§ Exercise description:
Take the data that follows and retype it word for word.

** BEGIN **

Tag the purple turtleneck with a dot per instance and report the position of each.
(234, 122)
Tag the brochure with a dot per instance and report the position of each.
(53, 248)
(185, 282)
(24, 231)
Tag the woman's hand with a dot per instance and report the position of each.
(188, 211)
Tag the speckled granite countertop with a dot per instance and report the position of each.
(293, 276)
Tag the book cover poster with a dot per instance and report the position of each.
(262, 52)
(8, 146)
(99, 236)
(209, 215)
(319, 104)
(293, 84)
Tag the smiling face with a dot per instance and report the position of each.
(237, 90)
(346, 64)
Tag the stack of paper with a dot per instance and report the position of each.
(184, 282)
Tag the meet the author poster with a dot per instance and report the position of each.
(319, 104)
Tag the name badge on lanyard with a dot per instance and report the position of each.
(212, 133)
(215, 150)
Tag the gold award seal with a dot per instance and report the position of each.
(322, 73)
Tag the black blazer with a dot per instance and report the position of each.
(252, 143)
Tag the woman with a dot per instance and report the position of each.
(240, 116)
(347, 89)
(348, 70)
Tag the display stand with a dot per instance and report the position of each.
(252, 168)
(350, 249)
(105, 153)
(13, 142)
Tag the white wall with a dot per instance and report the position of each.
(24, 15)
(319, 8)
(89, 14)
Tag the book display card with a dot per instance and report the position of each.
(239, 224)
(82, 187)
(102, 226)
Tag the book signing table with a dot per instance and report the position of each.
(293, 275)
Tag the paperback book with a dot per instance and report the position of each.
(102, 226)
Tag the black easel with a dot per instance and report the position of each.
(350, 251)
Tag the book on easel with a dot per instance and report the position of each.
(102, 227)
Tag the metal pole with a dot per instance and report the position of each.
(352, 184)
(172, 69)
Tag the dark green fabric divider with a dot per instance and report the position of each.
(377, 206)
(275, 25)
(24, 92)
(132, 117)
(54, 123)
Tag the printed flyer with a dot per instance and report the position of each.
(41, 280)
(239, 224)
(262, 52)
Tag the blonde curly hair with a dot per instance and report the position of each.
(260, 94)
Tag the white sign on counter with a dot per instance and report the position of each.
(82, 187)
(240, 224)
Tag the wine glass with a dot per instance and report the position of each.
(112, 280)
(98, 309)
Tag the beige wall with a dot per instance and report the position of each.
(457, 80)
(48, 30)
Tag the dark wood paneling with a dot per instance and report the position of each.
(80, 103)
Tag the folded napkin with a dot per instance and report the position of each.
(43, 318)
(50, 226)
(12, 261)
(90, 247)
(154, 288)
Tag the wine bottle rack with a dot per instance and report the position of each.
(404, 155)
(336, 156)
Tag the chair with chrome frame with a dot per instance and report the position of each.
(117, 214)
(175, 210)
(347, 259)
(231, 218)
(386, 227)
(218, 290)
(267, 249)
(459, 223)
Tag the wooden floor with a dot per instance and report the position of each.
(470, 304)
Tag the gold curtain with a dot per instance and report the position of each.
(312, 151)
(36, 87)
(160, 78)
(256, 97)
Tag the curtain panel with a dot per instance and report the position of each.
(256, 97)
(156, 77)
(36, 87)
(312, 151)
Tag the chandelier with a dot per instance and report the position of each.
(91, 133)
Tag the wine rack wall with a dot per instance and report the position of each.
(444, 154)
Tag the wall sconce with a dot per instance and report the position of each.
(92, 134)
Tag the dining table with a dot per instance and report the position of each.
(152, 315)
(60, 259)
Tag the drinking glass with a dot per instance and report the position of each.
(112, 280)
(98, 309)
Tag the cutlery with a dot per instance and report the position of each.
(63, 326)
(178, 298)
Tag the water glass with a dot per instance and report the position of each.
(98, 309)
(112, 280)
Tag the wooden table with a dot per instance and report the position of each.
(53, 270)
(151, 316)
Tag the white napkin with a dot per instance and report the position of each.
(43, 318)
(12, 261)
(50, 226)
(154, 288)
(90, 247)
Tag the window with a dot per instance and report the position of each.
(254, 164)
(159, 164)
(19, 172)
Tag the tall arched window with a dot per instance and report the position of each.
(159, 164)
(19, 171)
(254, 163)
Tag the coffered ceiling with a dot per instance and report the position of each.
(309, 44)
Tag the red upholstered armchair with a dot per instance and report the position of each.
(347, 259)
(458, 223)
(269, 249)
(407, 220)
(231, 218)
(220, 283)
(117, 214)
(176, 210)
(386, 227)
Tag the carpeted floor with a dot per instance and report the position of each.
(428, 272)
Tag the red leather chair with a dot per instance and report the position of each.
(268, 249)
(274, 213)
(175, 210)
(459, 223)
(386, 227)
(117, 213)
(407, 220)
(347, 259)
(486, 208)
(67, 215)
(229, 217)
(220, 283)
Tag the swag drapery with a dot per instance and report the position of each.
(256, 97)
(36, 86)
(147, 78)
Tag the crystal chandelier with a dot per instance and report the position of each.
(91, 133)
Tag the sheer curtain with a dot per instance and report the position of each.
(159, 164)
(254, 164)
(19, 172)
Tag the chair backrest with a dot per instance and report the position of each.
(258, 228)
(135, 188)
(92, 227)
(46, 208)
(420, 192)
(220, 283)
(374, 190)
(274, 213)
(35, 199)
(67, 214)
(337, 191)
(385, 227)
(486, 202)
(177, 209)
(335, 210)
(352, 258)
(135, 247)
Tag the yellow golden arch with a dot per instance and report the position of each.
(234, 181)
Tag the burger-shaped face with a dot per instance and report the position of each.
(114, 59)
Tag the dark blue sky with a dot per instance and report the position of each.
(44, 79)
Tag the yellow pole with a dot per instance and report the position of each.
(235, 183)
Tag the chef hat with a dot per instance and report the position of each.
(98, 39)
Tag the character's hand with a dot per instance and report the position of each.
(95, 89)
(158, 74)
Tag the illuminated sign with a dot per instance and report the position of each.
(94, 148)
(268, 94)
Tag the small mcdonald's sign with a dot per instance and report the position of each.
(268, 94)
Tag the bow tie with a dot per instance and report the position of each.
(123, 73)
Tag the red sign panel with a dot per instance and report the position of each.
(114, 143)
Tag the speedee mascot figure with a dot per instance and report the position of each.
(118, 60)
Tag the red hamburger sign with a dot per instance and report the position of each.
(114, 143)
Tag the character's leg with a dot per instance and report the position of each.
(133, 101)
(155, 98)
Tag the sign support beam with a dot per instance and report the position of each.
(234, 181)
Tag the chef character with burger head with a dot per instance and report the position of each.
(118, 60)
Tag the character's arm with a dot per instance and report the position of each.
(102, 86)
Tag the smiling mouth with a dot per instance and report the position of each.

** END **

§ Exercise result:
Tag the purple turtleneck with a dot per instance and report the position of each.
(234, 122)
Tag the brochure with a dot per instance and report the position of each.
(53, 248)
(185, 282)
(24, 231)
Tag the woman's hand with a dot per instance and report the position of each.
(188, 211)
Tag the speckled granite countertop with a dot per instance and report the position of each.
(293, 276)
Tag the book cover poster with a dot per instance and report the position of each.
(262, 52)
(8, 146)
(99, 236)
(209, 215)
(319, 104)
(293, 84)
Tag the smiling face with a dot per instance and report the position of each.
(237, 90)
(346, 64)
Tag the stack of paper with a dot per instance and report the position of each.
(184, 282)
Tag the meet the author poster with a dot per instance and report the position of each.
(319, 104)
Tag the name badge on lanyard with a dot per instance and report the position of each.
(212, 133)
(215, 150)
Tag the gold award seal with a dot per instance and report the position of each.
(322, 73)
Tag the black blazer with a dot per instance and report the position of each.
(252, 143)
Tag the woman with a dot per instance and report the position of each.
(240, 116)
(347, 89)
(348, 70)
Tag the display stand with a dot per instance and report the position of each.
(252, 168)
(350, 249)
(105, 153)
(13, 142)
Tag the white wall with a dot per instance and report the position of each.
(24, 15)
(319, 8)
(89, 14)
Tag the book display card with a dot per instance and report the position of each.
(239, 224)
(82, 187)
(102, 226)
Tag the book signing table with a dot per instance and report the position of each.
(293, 275)
Tag the paperback book with a dot per instance and report the position of each.
(102, 226)
Tag the black easel with a dot per instance and report the position of each.
(350, 251)
Tag the book on easel with a dot per instance and report the position of each.
(102, 227)
Tag the metal pole with a dot per instance and report the position of each.
(352, 184)
(172, 69)
Tag the dark green fabric divider with a dot per instance and report the position of each.
(377, 206)
(275, 25)
(24, 92)
(132, 117)
(54, 123)
Tag the printed flyer with a dot per instance and report the position of each.
(41, 280)
(239, 224)
(262, 52)
Tag the blonde curly hair with a dot per instance and report the position of each.
(260, 94)
Tag the white sign on counter with a dot per instance and report the position of each.
(82, 187)
(240, 224)
Tag the wine glass with a dot per instance and report the position of each.
(112, 280)
(98, 309)
Tag the beige wall with a dot per instance and report the position of each.
(457, 80)
(48, 30)
Tag the dark wood paneling with a dot per instance and report the position of each.
(80, 103)
Tag the folded napkin with a dot per instance and report the position of each.
(43, 318)
(50, 226)
(12, 261)
(90, 247)
(154, 288)
Tag the wine bottle rack with a dot per instance and report the position of each.
(404, 155)
(336, 156)
Tag the chair with chrome frame with a dot per instance and report the position of each.
(117, 214)
(175, 210)
(347, 259)
(231, 218)
(386, 227)
(218, 290)
(267, 249)
(459, 223)
Tag the wooden floor with a dot per instance and report the position of each.
(470, 304)
Tag the gold curtain with a dot per instance and report the position of each.
(312, 151)
(36, 87)
(160, 78)
(256, 97)
Tag the curtain panel with a dot per instance and report the position of each.
(256, 97)
(156, 77)
(36, 87)
(312, 151)
Tag the chandelier with a dot per instance and report the position of each.
(91, 133)
Tag the wine rack wall with a dot per instance and report the position of each.
(444, 154)
Tag the wall sconce with a dot per instance and report the position of each.
(92, 134)
Tag the dining table with a dot per instance and report the position of each.
(152, 315)
(60, 259)
Tag the drinking glass with a dot per instance and report the position of each.
(112, 280)
(98, 309)
Tag the cutlery with a dot per instance and report the position of each.
(63, 326)
(178, 298)
Tag the water glass with a dot per instance and report the position of each.
(98, 309)
(112, 280)
Tag the wooden table with a dot per instance and report the position of each.
(53, 270)
(151, 316)
Tag the white napkin with a dot per instance and report the position of each.
(43, 318)
(12, 261)
(50, 226)
(154, 288)
(90, 247)
Tag the window with a dot per instance and report the position of each.
(254, 164)
(159, 164)
(19, 172)
Tag the tall arched window with a dot per instance and report the position of each.
(159, 164)
(19, 171)
(254, 163)
Tag the coffered ceiling with a dot per instance and report the position of each.
(309, 44)
Tag the red upholstered armchair with a dot per instance and report the position of each.
(347, 259)
(458, 223)
(269, 249)
(407, 220)
(231, 218)
(220, 283)
(117, 214)
(176, 210)
(386, 227)
Tag the carpeted floor with a dot per instance and report the position of each.
(428, 272)
Tag the red leather chair with a dot per instance and report the position of each.
(268, 249)
(274, 213)
(175, 210)
(459, 223)
(386, 227)
(117, 213)
(407, 220)
(347, 259)
(486, 208)
(67, 215)
(229, 217)
(220, 283)
Tag the swag drapery with a dot per instance and report the position of each.
(256, 97)
(36, 86)
(147, 78)
Tag the crystal chandelier with a dot per instance and report the position of each.
(91, 133)
Tag the sheer curtain with a dot per instance and report the position of each.
(159, 164)
(254, 164)
(19, 172)
Tag the chair backrest with a dot per instance and report the position of each.
(258, 228)
(135, 188)
(92, 227)
(46, 208)
(420, 192)
(220, 283)
(374, 190)
(274, 213)
(35, 199)
(67, 214)
(337, 191)
(385, 227)
(486, 202)
(177, 209)
(335, 210)
(352, 258)
(135, 247)
Tag the yellow golden arch with a dot per instance and report the position of each.
(234, 181)
Tag the burger-shaped face with a dot per instance and report the position of each.
(114, 59)
Tag the dark blue sky with a dot per instance and report the position of each.
(44, 79)
Tag the yellow pole with a dot per instance and report the position of each.
(235, 183)
Tag the chef hat with a dot per instance and report the position of each.
(98, 39)
Tag the character's hand with a dot per instance and report the position of each.
(95, 89)
(158, 74)
Tag the illuminated sign with a dot per instance and report the position of each.
(94, 148)
(268, 94)
Tag the small mcdonald's sign with a dot per instance and report the position of each.
(268, 94)
Tag the bow tie with a dot per instance and report the position of each.
(123, 73)
Tag the red sign panel with a dot per instance and report the position of each.
(114, 143)
Tag the speedee mascot figure with a dot per instance and report the position of each.
(118, 60)
Tag the red hamburger sign with a dot per instance and report the position of each.
(114, 143)
Tag the character's leg with a dot per instance and report the position of each.
(133, 101)
(155, 98)
Tag the sign support beam with a dot per instance and report the position of each.
(234, 181)
Tag the chef character with burger head with a dot per instance and report the position of each.
(118, 60)
Tag the character's arm with a dot per instance and report the position of each.
(102, 86)
Tag the smiling mouth with a dot per instance and report the position of each.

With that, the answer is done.